§ Raw records:
----

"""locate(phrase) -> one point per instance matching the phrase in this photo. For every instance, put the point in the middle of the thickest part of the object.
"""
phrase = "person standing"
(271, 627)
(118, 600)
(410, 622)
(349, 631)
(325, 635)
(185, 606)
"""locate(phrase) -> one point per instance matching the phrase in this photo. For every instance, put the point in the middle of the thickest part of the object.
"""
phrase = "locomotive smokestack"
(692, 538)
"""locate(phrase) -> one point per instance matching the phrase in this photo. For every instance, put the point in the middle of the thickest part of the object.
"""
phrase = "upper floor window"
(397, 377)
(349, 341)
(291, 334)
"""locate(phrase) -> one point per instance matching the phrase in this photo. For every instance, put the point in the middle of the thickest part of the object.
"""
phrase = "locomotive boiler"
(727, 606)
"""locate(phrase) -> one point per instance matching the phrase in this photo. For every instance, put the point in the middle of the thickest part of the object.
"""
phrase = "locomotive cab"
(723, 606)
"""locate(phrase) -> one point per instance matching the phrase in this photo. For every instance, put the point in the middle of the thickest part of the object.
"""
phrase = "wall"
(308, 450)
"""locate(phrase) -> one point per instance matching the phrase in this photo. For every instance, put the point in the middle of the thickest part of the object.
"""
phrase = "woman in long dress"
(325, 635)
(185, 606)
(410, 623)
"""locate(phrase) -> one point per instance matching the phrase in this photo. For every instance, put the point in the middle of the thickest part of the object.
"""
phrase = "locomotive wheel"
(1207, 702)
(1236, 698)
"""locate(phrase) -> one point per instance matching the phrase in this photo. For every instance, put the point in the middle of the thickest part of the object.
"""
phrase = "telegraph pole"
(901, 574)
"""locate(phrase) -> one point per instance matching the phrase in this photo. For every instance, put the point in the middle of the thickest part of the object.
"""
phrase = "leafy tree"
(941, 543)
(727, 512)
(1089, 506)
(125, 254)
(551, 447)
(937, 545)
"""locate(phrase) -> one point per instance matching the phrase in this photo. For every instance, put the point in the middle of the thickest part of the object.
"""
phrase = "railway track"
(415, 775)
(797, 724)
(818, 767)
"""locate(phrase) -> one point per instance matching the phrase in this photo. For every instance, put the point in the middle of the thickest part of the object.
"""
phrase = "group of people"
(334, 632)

----

Copy all the records above precisely.

"""locate(phrase) -> one point per instance matching the phrase in this photo. For every instance, put the point in the middle of the thickest part of the object.
"""
phrase = "person standing"
(271, 627)
(118, 600)
(410, 622)
(349, 631)
(325, 635)
(185, 606)
"""locate(phrase) -> one point per instance matching the phrase in this photo. For every instance, put the point in the middle of the thickest part of the object.
"""
phrase = "locomotive smokestack"
(692, 538)
"""locate(phrase) -> one point per instance matching the phrase in this photo. For every instance, put the point in the middle of the thickest part of the object.
"""
phrase = "upper floor window"
(397, 377)
(349, 341)
(291, 334)
"""locate(phrase) -> one point per instance matching the phrase in this photo. For every instance, put the point in the middle of the thickest part of the object.
"""
phrase = "locomotive boiler"
(727, 606)
"""locate(phrase) -> one point per instance matching the phrase in this photo. For every instance, put the point in the middle of the thickest part of the object.
"""
phrase = "locomotive cab"
(723, 606)
"""locate(phrase) -> one point per instance matching the phrase in this photo. For every instance, put the point in the middle of the thickest part of the object.
"""
phrase = "wall"
(308, 450)
"""locate(phrase) -> one point per instance matching the phrase in this photo. For every instance, put the point in the middle of the thickest part of the object.
"""
phrase = "woman in long dress"
(325, 635)
(185, 606)
(410, 623)
"""locate(phrase) -> one point per instance matching the phrase in this photo. For every instance, put the point in the middle of the thickest part of the object.
"""
phrase = "locomotive wheel"
(1207, 702)
(1236, 698)
"""locate(phrase) -> one point per instance matching the phrase in this photo. For every instance, put the point in the middle of the thickest part of the object.
"""
phrase = "telegraph pole"
(901, 574)
"""locate(phrase) -> one point per instance matching the phrase in this photo. For every instance, put the point in the middle of the thickest part of the object.
"""
phrase = "leafy tree"
(941, 543)
(727, 512)
(1089, 506)
(125, 254)
(551, 447)
(937, 545)
"""locate(phrase) -> one point per instance matching the phrase in this photo. For every instance, put the point in the middle of the thickest part of the object.
"""
phrase = "railway track"
(415, 775)
(797, 724)
(818, 767)
"""locate(phrase) -> one point per instance matching the phrase in this photo. For every instance, put the point in the middle of the thickest part of the object.
"""
phrase = "group of people"
(334, 632)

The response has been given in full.